> **EXERCISE GOAL**:
Before you write out the listing, remove the pictures; everything else stays exactly as it is.

> **INPUT DATA**:
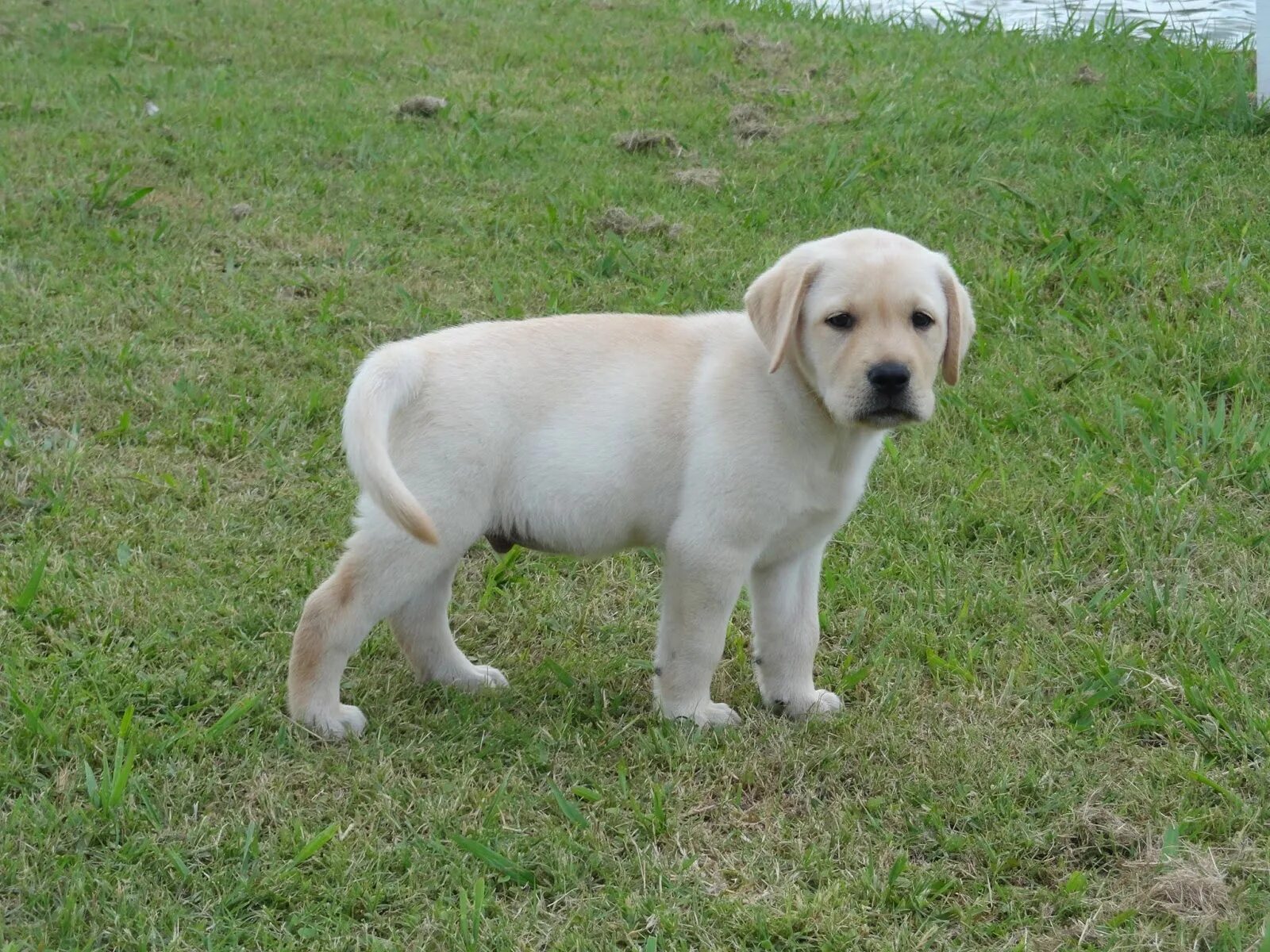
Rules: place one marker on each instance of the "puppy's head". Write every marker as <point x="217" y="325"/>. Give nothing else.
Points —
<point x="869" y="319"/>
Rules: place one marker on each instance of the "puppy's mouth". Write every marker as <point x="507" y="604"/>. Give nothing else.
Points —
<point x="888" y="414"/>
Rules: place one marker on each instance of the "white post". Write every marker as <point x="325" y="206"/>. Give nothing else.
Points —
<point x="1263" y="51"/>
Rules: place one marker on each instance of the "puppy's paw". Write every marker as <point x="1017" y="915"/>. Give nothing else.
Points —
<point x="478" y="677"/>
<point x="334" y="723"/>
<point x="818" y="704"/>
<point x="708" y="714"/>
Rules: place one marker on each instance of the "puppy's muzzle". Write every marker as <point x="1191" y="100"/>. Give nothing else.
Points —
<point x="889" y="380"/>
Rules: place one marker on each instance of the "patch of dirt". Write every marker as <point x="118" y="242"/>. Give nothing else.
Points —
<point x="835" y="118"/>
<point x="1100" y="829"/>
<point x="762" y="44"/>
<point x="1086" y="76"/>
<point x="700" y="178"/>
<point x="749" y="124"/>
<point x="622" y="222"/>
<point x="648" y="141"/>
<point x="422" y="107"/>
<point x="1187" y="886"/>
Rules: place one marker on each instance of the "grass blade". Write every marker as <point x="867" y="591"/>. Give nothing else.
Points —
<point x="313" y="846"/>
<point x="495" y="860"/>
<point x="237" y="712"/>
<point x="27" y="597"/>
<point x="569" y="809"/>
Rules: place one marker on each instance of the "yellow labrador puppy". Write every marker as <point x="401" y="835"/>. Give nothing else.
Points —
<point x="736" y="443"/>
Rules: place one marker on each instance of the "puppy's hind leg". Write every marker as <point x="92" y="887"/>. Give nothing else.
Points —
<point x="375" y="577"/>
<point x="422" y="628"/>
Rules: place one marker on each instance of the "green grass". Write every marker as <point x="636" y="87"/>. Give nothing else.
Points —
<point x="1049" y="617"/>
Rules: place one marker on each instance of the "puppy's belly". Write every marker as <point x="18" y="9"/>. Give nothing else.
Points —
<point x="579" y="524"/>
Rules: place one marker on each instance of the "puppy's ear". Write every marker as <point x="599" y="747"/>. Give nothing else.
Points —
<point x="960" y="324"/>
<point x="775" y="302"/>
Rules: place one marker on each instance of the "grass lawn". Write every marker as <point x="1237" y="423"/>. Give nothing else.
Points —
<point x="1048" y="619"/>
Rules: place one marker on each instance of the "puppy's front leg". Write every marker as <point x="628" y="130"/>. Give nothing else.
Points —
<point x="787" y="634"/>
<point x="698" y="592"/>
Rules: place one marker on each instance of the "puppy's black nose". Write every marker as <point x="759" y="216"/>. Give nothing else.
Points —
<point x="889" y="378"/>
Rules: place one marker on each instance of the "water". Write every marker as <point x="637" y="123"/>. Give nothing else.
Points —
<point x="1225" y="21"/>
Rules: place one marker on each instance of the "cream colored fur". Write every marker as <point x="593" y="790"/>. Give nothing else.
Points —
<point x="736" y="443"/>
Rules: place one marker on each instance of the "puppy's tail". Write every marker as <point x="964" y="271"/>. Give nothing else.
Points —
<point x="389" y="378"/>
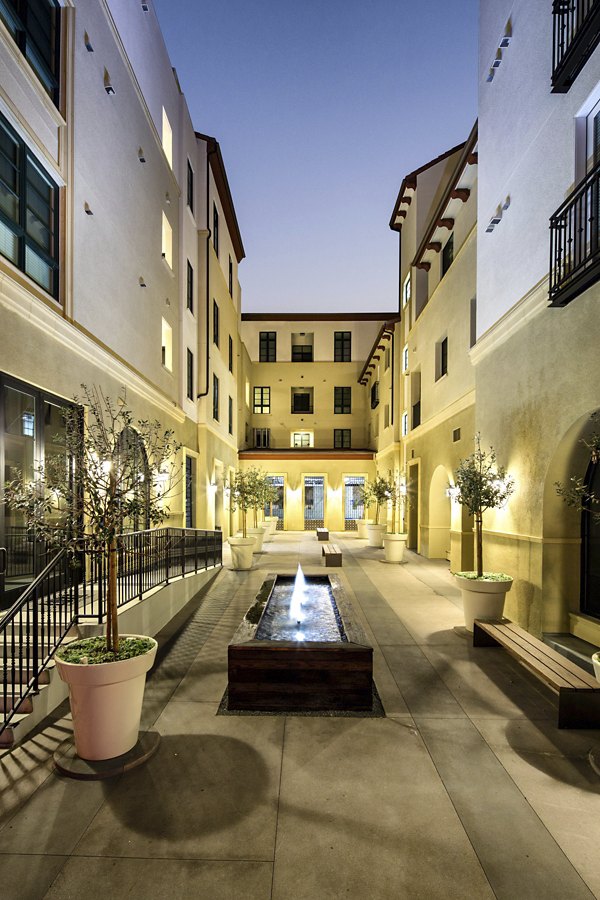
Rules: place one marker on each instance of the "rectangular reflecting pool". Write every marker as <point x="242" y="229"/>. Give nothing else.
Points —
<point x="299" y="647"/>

> **WRITTEN ANSWER**:
Rules: place one marker on each instance of the "puppy's head". Write every marker as <point x="217" y="325"/>. Give nothing else.
Points —
<point x="869" y="319"/>
Rules: place one marker on each instance of the "puppy's mouth". Write every marker as <point x="507" y="604"/>. Give nothing else.
Points —
<point x="888" y="414"/>
Rules: place one marker on each instance of the "white post". Write every marker as <point x="325" y="206"/>. Give nothing else.
Points —
<point x="1263" y="51"/>
Rules: place one marker on each instance of the "puppy's paw". Write every marker as <point x="1017" y="915"/>. Give nothing else.
Points —
<point x="478" y="677"/>
<point x="334" y="723"/>
<point x="818" y="704"/>
<point x="708" y="714"/>
Rules: place one marker on each instance of the "puppy's muzzle". Write every marker as <point x="1191" y="100"/>. Give nothing else.
Points —
<point x="889" y="380"/>
Rules: place one marker on each instance of the "patch of dirt". Write every marker as <point x="118" y="242"/>. Give nothing else.
Points —
<point x="835" y="118"/>
<point x="1100" y="829"/>
<point x="762" y="44"/>
<point x="1086" y="76"/>
<point x="700" y="178"/>
<point x="749" y="124"/>
<point x="622" y="222"/>
<point x="648" y="141"/>
<point x="422" y="107"/>
<point x="1187" y="886"/>
Rules: place one marker on each instance of the "grass blade". Write every marker as <point x="867" y="591"/>. Give nothing else.
Points —
<point x="313" y="846"/>
<point x="495" y="860"/>
<point x="237" y="712"/>
<point x="27" y="597"/>
<point x="569" y="809"/>
Rules: place one marker on each instance of the "yellow labrador puppy". Write every marker as <point x="401" y="835"/>. Give nothing else.
Points —
<point x="736" y="443"/>
Rules: place one marker on each instance of the "puppy's hind leg". Write every marker as <point x="92" y="887"/>. Give nothing else.
Points —
<point x="375" y="577"/>
<point x="422" y="628"/>
Rules: place one marker on each instance of the "green grass". Write every marker as <point x="636" y="87"/>. Give nothing else.
Points —
<point x="1049" y="617"/>
Rules: place one marker on each instance of the "puppy's belly". Write every marker as <point x="18" y="9"/>. Give nothing else.
Points —
<point x="579" y="524"/>
Rules: place one marker on each instance of the "puppy's ear". Write every marker as <point x="599" y="747"/>. Give nothing else.
Points —
<point x="960" y="324"/>
<point x="775" y="302"/>
Rules: place one marker on each instance of the "grass lawn". Write every marker as <point x="1237" y="423"/>. Give nothing else.
Points —
<point x="1048" y="619"/>
Rules: place one marker on each instance of the "puppy's front leg". Write every marker as <point x="628" y="130"/>. Give nothing else.
Points —
<point x="787" y="634"/>
<point x="698" y="592"/>
Rules: place one marker on each instance of the "puppy's black nose". Write every marker as <point x="759" y="216"/>. Give nothing else.
Points —
<point x="889" y="378"/>
Rules: place one marker on each instance of the "water". Write every marker as <point x="637" y="123"/>. Give nothing else.
Points —
<point x="1225" y="21"/>
Rules: place one marker on each instance of the "cream colored fur". Write every marker as <point x="593" y="790"/>. Give nothing else.
Points —
<point x="736" y="443"/>
Rules: place one marker on each instance of the "puppy's tail". Write every marker as <point x="964" y="271"/>. Give nothing else.
Points —
<point x="389" y="378"/>
Rules: place one marker on each instance of the "rectangular reflecting pool". Write every marker as <point x="242" y="229"/>. Give nothing else.
Points —
<point x="299" y="647"/>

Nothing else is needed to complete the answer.